● **Source material**
────────────────
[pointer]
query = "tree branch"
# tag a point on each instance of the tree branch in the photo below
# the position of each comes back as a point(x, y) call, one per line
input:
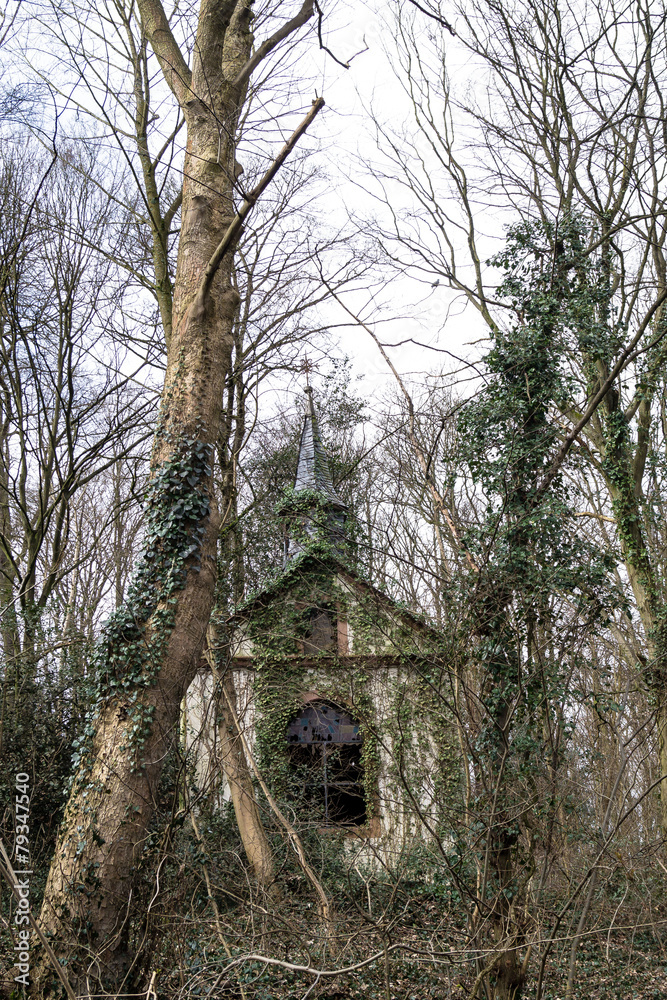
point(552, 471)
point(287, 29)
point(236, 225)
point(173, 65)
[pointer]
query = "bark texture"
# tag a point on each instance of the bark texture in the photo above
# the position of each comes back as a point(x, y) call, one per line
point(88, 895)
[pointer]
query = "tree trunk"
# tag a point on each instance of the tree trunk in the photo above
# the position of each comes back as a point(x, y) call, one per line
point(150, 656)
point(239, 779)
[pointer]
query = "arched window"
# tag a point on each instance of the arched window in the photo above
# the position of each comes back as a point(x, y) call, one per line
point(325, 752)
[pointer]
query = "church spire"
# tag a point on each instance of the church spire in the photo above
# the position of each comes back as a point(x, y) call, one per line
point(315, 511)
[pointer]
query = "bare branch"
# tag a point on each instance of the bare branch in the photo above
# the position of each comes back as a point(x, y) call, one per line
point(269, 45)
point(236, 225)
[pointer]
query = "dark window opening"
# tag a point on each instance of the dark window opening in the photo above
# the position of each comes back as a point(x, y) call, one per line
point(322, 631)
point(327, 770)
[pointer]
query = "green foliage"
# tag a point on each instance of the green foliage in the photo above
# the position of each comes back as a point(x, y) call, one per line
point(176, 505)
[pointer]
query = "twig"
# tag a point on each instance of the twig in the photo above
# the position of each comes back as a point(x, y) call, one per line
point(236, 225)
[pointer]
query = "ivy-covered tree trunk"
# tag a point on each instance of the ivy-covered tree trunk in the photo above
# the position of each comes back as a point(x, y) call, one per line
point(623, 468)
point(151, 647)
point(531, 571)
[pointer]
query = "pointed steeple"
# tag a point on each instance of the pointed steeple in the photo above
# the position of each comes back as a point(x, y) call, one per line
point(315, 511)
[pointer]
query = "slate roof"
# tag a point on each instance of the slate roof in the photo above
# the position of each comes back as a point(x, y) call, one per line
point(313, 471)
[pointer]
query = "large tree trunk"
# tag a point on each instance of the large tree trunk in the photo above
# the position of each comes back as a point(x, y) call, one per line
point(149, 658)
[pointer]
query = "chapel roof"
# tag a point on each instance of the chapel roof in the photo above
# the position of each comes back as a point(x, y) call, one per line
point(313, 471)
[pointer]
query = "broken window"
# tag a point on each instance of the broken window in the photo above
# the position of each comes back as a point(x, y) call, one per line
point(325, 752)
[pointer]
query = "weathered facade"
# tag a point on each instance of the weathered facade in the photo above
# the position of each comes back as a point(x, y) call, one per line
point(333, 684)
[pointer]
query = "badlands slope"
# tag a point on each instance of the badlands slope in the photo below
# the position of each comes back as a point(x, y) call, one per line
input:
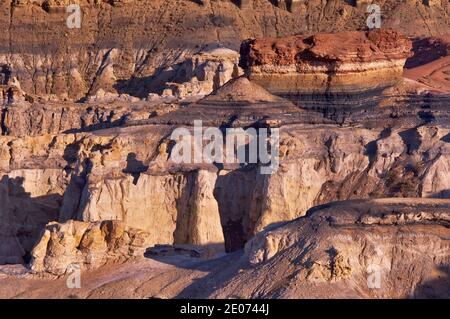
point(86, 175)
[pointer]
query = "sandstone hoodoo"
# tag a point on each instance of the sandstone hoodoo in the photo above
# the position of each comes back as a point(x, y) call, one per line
────────────────
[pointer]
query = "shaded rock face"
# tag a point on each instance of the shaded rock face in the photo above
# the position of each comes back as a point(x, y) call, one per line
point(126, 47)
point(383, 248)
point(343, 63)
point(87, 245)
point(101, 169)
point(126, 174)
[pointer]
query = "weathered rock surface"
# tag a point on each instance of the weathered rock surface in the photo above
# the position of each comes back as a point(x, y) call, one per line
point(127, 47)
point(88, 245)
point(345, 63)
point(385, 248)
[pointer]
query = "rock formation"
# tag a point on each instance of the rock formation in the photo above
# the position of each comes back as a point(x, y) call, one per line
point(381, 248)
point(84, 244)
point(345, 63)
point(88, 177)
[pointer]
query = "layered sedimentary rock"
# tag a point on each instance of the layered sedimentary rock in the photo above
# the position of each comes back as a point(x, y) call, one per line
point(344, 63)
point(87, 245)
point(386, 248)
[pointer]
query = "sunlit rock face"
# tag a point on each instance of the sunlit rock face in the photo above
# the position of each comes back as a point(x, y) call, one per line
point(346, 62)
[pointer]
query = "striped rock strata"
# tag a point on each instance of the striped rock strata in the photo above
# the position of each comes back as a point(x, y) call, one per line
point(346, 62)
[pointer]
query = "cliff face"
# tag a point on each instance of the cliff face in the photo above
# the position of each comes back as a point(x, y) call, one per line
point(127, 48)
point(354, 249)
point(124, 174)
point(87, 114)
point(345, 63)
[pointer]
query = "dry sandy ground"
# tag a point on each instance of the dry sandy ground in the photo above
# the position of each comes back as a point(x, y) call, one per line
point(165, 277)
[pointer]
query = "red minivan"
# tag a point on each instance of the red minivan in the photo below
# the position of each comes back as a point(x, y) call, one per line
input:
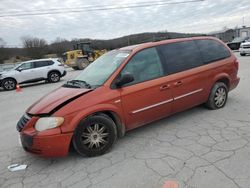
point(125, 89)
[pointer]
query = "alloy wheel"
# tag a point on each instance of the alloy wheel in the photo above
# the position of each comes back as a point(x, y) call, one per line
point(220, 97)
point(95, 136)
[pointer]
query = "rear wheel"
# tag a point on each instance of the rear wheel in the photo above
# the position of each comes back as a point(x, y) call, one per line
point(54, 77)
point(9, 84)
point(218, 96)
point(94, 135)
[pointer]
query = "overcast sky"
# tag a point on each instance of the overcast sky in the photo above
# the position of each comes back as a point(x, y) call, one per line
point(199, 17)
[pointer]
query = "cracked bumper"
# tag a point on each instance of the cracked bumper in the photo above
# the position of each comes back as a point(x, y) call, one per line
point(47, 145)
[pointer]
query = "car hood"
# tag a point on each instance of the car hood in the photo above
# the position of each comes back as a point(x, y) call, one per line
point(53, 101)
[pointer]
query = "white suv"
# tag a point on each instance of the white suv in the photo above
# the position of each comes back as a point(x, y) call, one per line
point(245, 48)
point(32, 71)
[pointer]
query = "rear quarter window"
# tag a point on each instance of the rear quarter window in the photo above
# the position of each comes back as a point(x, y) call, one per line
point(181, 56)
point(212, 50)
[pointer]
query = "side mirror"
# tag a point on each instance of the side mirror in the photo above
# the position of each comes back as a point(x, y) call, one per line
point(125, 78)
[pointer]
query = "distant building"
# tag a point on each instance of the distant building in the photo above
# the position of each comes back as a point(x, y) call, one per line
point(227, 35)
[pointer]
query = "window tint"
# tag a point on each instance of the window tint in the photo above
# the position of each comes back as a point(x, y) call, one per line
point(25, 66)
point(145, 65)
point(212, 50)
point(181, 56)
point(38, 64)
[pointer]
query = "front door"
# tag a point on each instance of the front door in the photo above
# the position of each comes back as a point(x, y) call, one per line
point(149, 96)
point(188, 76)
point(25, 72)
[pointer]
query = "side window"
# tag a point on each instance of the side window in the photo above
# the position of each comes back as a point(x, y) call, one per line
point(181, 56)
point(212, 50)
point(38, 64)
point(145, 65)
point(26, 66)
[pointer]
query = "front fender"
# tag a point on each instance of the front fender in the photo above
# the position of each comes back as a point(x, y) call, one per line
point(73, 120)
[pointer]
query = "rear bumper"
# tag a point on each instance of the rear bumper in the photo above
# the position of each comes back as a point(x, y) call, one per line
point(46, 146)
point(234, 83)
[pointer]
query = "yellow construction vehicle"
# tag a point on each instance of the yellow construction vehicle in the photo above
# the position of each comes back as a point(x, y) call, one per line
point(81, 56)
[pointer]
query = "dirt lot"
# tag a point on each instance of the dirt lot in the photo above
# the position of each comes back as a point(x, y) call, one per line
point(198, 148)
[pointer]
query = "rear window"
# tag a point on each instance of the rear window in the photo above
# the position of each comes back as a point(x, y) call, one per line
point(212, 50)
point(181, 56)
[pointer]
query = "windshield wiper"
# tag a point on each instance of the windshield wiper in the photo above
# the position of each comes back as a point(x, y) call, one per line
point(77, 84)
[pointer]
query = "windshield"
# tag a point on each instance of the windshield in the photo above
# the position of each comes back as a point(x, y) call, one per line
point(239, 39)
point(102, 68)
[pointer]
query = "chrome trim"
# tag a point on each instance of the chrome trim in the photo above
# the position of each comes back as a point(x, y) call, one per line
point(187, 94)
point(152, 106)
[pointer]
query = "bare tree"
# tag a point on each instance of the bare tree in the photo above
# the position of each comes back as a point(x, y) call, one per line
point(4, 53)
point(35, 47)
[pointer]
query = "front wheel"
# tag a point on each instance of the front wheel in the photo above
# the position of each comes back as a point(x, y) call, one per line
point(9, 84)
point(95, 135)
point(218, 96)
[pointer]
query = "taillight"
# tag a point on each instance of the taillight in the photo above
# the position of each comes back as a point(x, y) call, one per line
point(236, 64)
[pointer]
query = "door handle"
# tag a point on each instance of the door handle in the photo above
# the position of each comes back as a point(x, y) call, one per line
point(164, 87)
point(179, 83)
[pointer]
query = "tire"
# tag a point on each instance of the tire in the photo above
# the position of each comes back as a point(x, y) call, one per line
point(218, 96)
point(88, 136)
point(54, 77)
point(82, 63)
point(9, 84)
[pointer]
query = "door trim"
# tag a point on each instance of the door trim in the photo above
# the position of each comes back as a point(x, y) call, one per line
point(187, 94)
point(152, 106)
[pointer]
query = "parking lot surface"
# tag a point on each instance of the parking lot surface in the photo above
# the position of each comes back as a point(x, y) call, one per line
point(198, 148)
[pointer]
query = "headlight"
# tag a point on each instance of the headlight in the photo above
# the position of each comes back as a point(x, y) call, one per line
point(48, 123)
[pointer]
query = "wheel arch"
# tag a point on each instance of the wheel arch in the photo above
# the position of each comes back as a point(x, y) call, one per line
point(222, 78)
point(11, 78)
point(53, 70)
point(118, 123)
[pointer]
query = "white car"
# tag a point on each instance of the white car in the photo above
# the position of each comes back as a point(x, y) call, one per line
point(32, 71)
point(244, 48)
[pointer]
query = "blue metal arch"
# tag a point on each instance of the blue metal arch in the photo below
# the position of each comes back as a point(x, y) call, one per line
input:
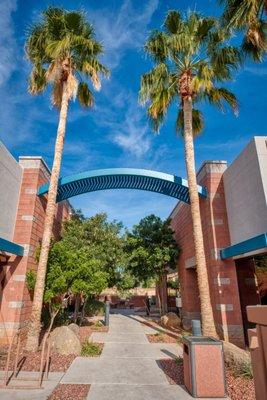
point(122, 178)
────────────────
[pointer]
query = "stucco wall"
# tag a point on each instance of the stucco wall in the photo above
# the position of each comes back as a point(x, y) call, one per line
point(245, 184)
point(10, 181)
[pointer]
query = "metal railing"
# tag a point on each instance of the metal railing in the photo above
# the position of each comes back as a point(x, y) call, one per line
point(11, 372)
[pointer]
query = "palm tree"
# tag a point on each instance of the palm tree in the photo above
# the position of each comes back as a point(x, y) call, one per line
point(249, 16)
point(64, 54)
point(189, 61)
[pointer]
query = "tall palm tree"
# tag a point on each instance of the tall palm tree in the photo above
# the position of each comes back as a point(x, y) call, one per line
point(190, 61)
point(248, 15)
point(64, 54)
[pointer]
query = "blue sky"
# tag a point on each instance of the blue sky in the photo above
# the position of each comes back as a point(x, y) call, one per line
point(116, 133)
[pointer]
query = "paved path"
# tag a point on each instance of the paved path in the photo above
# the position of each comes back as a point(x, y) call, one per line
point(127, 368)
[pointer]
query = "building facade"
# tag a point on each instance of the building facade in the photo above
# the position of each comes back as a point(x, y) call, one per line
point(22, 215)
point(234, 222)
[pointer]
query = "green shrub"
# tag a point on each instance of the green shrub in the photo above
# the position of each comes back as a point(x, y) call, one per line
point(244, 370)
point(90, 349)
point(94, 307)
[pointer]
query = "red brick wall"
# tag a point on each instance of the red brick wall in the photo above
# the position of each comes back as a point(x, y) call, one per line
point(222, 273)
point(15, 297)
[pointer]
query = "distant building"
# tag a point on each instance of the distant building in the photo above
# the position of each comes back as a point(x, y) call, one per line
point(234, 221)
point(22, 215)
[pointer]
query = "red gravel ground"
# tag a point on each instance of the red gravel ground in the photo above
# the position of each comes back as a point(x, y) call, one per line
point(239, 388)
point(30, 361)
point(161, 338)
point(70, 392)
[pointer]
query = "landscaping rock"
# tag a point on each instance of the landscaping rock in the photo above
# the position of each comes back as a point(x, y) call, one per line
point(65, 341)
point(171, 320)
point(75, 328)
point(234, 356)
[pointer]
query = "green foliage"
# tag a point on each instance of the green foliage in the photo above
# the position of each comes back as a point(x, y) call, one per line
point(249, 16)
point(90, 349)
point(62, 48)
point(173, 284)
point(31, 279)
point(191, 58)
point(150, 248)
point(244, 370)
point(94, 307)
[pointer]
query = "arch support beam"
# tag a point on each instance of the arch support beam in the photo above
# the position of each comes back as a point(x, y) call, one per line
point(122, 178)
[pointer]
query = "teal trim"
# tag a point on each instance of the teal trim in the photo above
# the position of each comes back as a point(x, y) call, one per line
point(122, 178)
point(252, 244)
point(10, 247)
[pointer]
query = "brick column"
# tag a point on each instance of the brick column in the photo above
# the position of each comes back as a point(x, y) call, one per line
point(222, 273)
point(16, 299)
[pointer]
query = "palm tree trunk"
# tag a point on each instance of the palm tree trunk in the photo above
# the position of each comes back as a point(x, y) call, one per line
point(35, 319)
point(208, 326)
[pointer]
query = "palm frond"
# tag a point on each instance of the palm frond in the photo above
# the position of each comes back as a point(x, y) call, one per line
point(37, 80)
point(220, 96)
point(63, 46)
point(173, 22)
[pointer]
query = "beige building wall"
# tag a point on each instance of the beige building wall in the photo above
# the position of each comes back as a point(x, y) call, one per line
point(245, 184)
────────────────
● **Work required**
Return each line from the records above that includes the word "layered".

● **Full answer**
query = "layered sedimentary rock"
# tag a point on each instance of the layered sedimentary rock in the photo above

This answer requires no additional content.